▶ [WHAT TO WORK ON] Word for word, copy the entire listing below, but do not carry over any pictures.

▶ [DATA RECORDS]
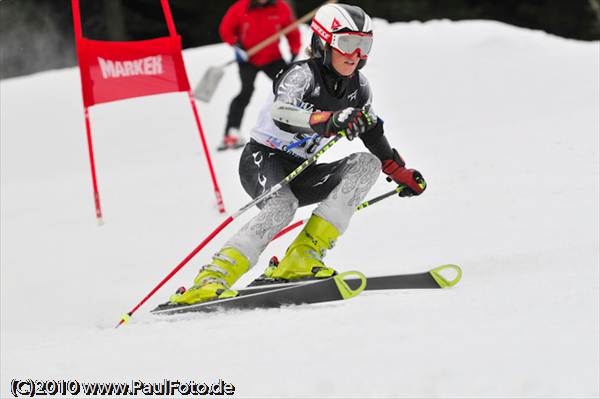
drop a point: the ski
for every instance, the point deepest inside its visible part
(431, 279)
(315, 291)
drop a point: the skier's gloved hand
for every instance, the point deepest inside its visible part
(411, 179)
(240, 55)
(351, 122)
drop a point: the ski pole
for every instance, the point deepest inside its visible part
(230, 219)
(358, 208)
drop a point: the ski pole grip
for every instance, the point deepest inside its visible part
(442, 281)
(345, 289)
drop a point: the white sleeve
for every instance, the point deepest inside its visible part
(287, 111)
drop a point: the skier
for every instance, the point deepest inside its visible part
(245, 24)
(314, 98)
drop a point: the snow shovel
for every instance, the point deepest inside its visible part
(205, 90)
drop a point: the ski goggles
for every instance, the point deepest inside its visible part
(346, 43)
(352, 42)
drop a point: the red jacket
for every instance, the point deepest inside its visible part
(249, 26)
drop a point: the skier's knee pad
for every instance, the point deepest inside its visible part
(275, 214)
(357, 179)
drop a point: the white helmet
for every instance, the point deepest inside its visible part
(346, 28)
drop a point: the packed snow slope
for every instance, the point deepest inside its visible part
(502, 122)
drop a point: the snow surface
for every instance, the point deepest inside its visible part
(504, 124)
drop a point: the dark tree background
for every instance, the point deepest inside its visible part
(37, 35)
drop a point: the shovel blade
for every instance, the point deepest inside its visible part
(205, 90)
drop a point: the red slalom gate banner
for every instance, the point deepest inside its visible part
(113, 71)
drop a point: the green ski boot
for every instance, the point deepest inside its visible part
(215, 279)
(304, 257)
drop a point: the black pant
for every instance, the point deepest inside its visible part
(248, 74)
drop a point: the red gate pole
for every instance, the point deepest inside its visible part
(78, 35)
(207, 154)
(173, 32)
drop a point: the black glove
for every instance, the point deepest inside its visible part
(350, 122)
(412, 180)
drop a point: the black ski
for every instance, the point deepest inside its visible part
(315, 291)
(428, 280)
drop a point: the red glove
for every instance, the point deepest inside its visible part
(411, 179)
(351, 121)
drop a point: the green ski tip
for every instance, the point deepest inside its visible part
(345, 289)
(441, 280)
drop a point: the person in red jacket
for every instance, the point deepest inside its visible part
(246, 24)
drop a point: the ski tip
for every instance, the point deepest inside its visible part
(124, 320)
(345, 291)
(443, 281)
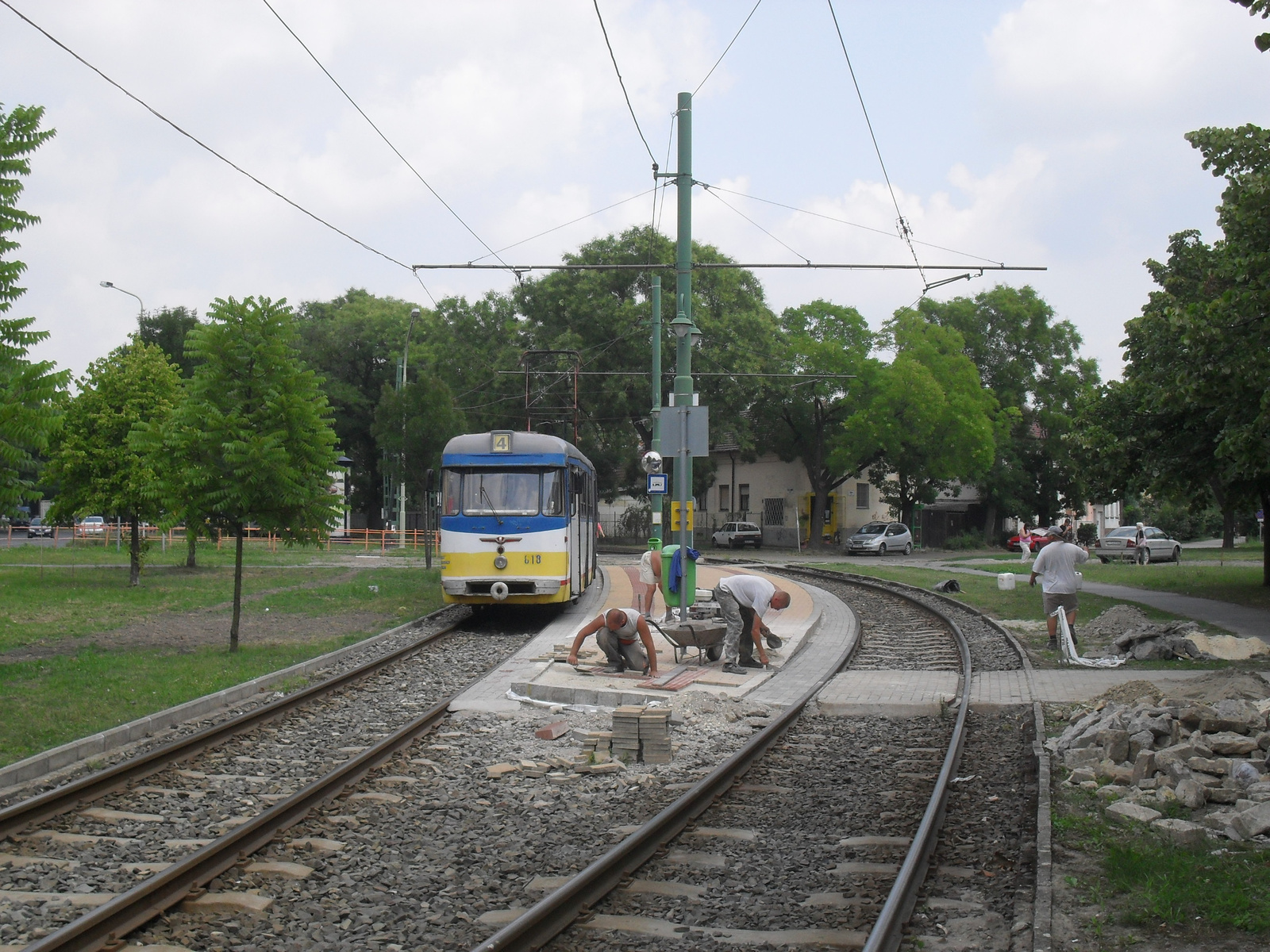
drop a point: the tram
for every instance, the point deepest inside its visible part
(518, 520)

▶ [REPLY TO THE EXERCISE]
drop a point: the ski
for every instance, the point deepest inside its visible part
(431, 279)
(315, 291)
drop a point: the skier's gloved hand
for every instance, the point deepest inside its visible part
(411, 179)
(240, 55)
(351, 122)
drop a point: the ski pole
for every instance, the point deepest inside its visible part
(230, 219)
(358, 208)
drop a point: the ski pole grip
for every instance, the point deepest inside its visible part
(442, 281)
(345, 289)
drop a point: the white sleeve
for every instance, the point deepest inside its visible part
(287, 111)
drop a point: the skier
for every instance, the point deepest inside its visible part
(245, 24)
(314, 98)
drop a point: the snow shovel
for every instance, the point deepest inside its visible part
(205, 90)
drop a point: the ski goggles
for every instance, the point deepest inside its visible part
(346, 43)
(352, 42)
drop a point: the red jacket
for every instance, the point deepest inside its visible part
(249, 26)
drop a point: the skier's knee pad
for every instance, the point deepest inside its visible part
(275, 214)
(357, 179)
drop a point: the white helmet
for every instance, the point deepest inside its visible part
(346, 28)
drop a point: the packed snow slope
for every instance, the point deepest inside its visible part
(502, 122)
drop a point: the snow surface
for every instance, the point deepest inside its visible part
(504, 124)
drop a point: the dark tree background
for every instance, the point deepest inside its visible part
(37, 35)
drop a point: the shovel blade
for every instance, the point deepest inside its visible part
(205, 90)
drop a point: the red slalom gate banner
for every instance, the point deepest inside its visible part
(113, 71)
drop a point: the green ski boot
for every instance, the point deepest inside its visible part
(215, 279)
(304, 257)
drop a point: the black pant
for every instance, the point deepest inside its visible part
(248, 74)
drop a point: the red gate pole
for every instance, the point deepest inside its visible part
(78, 35)
(207, 154)
(173, 32)
drop a point: the black glove
for every instance, the point deepest inside its visible part
(350, 122)
(412, 180)
drop a point: the black ski
for every instance, the point deepest inside its visible part
(315, 291)
(428, 280)
drop a point: the red glove
for every instance, the point deepest inside its visible part
(411, 179)
(351, 121)
drop a point: the green ski tip
for every instance, the point deepest inside its visible part
(345, 289)
(441, 280)
drop a point: the person in red jacket
for every instance, the point deepest inside its visible part
(246, 24)
drop a point: the ski tip
for every instance, the point deepest inside its visible part
(124, 320)
(345, 291)
(443, 281)
drop a point: the tram
for every instance, the point deepest inside its visible part
(518, 520)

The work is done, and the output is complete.